Required work: Copy the passage from "The center provides" to "for the homeless." in the article on housing vouchers for homeless veterans in Lexington, word for word.

Supplied passage:
==========

VA and Lexington housing authority team up to expand housing for homeless veterans
By SAM OSBORNE | Lexington Herald-Leader | Published: July 26, 2014
Ronnie Warner was on his father's front porch the morning of Sept. 11, 2001. The disturbing image of two planes crashing into New York City's Twin Towers resonated with him, and the assault on American soil served as an impetus to enlist in the Army. But after a decade of service, including three deployments to Iraq, Warner found himself back in Kentucky on the streets, homeless and unemployed.
"I'll never regret joining the military, in that time of my life. It was something I needed," Warner said. "I never dreamed I would be an Army vet with 10 years and four months of service scrounging for everything I could get my hands on. Food, shelter, getting out of the rain, everything."
Warner attended a press conference Friday, where Lexington Mayor Jim Gray announced an expansion of rental income vouchers to help homeless veterans.
The Lexington-Fayette Urban County Housing Authority will receive 51 Veterans Affairs Supportive Housing (VASH) vouchers from the U.S. Department of Housing and Urban Development. The vouchers will be administered in partnership with the Lexington Veterans Affairs Medical Center, providing rental assistance and critical support to help get veterans off the street and into housing.
"Over the past six years the housing authority has used 195 vouchers provided through the HUD-VASH program to help veterans obtain safe housing," said Austin Simms, executive director of the housing authority. "These additional 51 vouchers will further the housing authority's mission of providing safe, affordable housing to families in need."
Simms said the value of the vouchers is yet to be determined.
The U.S. Department of Housing and Urban Development estimates there are 58,000 homeless veterans nationwide, and a Lexington survey of the veteran homeless population in January found that 78 veterans were homeless and relying on services of emergency shelters. This number fluctuates on a daily basis.
Early in 2014, Lexington committed $3.5 million to affordable housing and homelessness and created a new office of Homelessness Prevention and Intervention. Part of that funding will be used to launch a Housing First pilot project, said Charlie Lanter, Lexington's coordinator of homeless services.
The Housing First model provides homeless individuals with permanent housing first, then works to surround participants with the services they need to remain in the home.
Ginny Ramsey, who runs the Catholic Action Center, said the voucher announcement is a step forward.
"It's a good thing that they're bringing more vouchers, because we've got hundreds of homeless veterans and we deal with them everyday," she said.
Ramsey said the issue is one that must be focused on consistently, especially as more soldiers return from deployments overseas and face the struggle of acclimating back to being a civilian.
The center provides services that other shelters may not offer such as laundry services, meal distribution, and providing a safe place for the homeless.

==========

Data:

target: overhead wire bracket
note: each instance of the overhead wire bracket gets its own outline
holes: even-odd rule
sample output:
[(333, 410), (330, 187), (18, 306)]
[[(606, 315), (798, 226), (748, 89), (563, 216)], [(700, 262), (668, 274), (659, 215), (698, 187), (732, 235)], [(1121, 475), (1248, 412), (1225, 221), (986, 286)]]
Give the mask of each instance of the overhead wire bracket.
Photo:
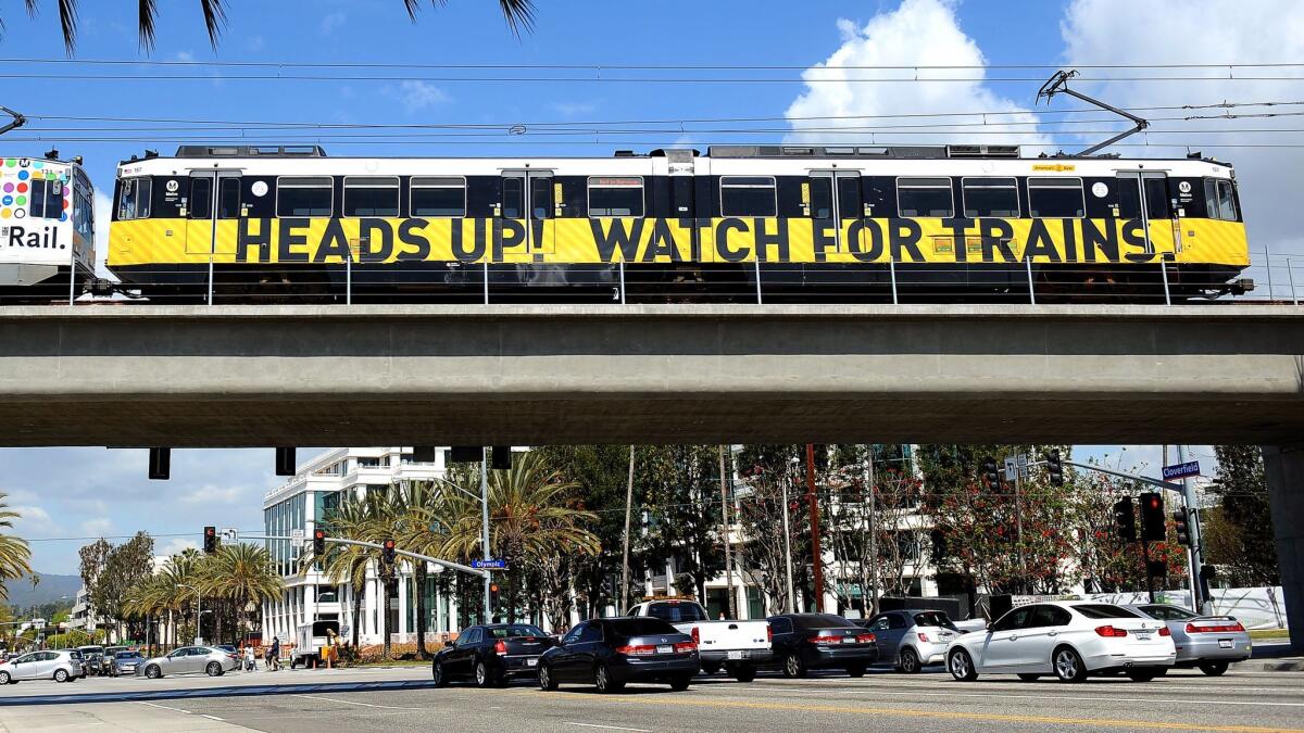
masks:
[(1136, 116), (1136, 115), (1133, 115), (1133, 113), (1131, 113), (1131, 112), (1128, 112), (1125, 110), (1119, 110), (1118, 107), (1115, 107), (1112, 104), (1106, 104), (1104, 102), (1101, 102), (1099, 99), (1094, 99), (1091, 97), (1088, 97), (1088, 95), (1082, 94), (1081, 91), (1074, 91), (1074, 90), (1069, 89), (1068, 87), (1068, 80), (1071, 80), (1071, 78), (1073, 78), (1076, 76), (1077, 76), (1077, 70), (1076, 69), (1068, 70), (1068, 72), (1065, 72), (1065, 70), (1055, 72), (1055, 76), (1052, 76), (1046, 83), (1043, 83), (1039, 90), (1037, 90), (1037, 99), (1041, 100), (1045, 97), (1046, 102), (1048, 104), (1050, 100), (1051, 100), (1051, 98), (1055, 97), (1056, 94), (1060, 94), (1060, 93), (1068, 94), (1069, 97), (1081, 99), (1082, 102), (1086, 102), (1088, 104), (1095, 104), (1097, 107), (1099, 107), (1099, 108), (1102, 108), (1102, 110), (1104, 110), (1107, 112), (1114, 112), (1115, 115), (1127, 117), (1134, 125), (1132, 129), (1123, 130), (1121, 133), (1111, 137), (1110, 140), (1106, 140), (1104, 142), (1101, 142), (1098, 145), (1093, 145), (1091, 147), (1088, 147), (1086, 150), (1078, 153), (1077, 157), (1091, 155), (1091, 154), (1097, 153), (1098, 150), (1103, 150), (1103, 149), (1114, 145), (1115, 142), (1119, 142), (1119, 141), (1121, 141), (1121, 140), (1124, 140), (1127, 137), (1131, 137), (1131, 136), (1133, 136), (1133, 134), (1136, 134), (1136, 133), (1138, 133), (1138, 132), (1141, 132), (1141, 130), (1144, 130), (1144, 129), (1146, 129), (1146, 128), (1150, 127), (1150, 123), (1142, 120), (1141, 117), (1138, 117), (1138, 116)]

==========

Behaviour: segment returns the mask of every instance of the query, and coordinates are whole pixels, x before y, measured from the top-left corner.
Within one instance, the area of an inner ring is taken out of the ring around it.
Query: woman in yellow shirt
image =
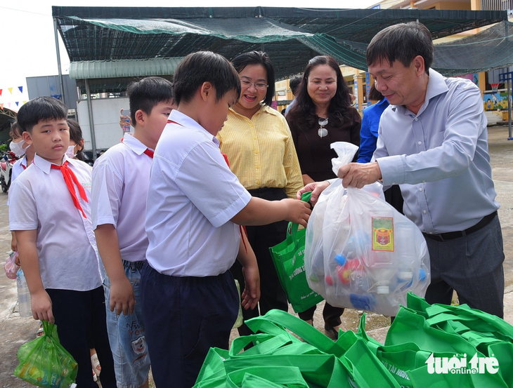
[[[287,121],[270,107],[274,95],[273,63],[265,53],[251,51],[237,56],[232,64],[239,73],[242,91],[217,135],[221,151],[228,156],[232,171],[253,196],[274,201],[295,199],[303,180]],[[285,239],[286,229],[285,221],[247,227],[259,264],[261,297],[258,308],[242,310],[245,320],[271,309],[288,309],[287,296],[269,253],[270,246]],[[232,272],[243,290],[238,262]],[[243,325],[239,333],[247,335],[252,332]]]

==========

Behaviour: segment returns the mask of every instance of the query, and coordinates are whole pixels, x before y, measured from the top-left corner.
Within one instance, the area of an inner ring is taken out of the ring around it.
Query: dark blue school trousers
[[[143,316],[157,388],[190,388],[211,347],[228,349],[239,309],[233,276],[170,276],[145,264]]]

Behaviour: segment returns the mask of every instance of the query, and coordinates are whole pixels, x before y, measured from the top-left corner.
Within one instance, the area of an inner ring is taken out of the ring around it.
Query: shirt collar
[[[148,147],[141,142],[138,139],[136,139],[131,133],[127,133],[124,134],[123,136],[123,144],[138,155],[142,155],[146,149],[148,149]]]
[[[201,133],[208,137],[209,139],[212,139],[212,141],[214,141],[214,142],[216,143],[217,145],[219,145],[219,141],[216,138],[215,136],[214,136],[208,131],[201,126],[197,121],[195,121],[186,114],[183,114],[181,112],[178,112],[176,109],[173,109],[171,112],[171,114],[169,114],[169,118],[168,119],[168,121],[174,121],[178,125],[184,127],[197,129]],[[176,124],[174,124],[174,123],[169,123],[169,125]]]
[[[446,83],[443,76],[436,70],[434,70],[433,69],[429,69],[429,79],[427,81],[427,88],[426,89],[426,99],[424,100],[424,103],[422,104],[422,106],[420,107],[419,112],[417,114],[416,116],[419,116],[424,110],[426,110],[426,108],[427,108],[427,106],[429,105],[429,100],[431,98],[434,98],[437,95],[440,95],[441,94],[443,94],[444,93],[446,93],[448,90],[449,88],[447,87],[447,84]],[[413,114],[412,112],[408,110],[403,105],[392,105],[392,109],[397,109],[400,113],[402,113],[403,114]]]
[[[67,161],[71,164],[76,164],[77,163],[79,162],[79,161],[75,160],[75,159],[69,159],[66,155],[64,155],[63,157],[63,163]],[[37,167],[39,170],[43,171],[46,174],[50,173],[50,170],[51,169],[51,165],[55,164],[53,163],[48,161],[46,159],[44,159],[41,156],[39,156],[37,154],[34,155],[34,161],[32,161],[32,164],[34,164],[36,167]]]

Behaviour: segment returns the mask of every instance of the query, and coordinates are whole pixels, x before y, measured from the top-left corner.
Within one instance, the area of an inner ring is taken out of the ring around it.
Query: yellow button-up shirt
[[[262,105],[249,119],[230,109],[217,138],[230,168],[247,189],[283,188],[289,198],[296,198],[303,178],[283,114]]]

==========

Result of this task:
The center provides services that other shelters may not offer such as laundry services, meal distribution, and providing a safe place for the homeless.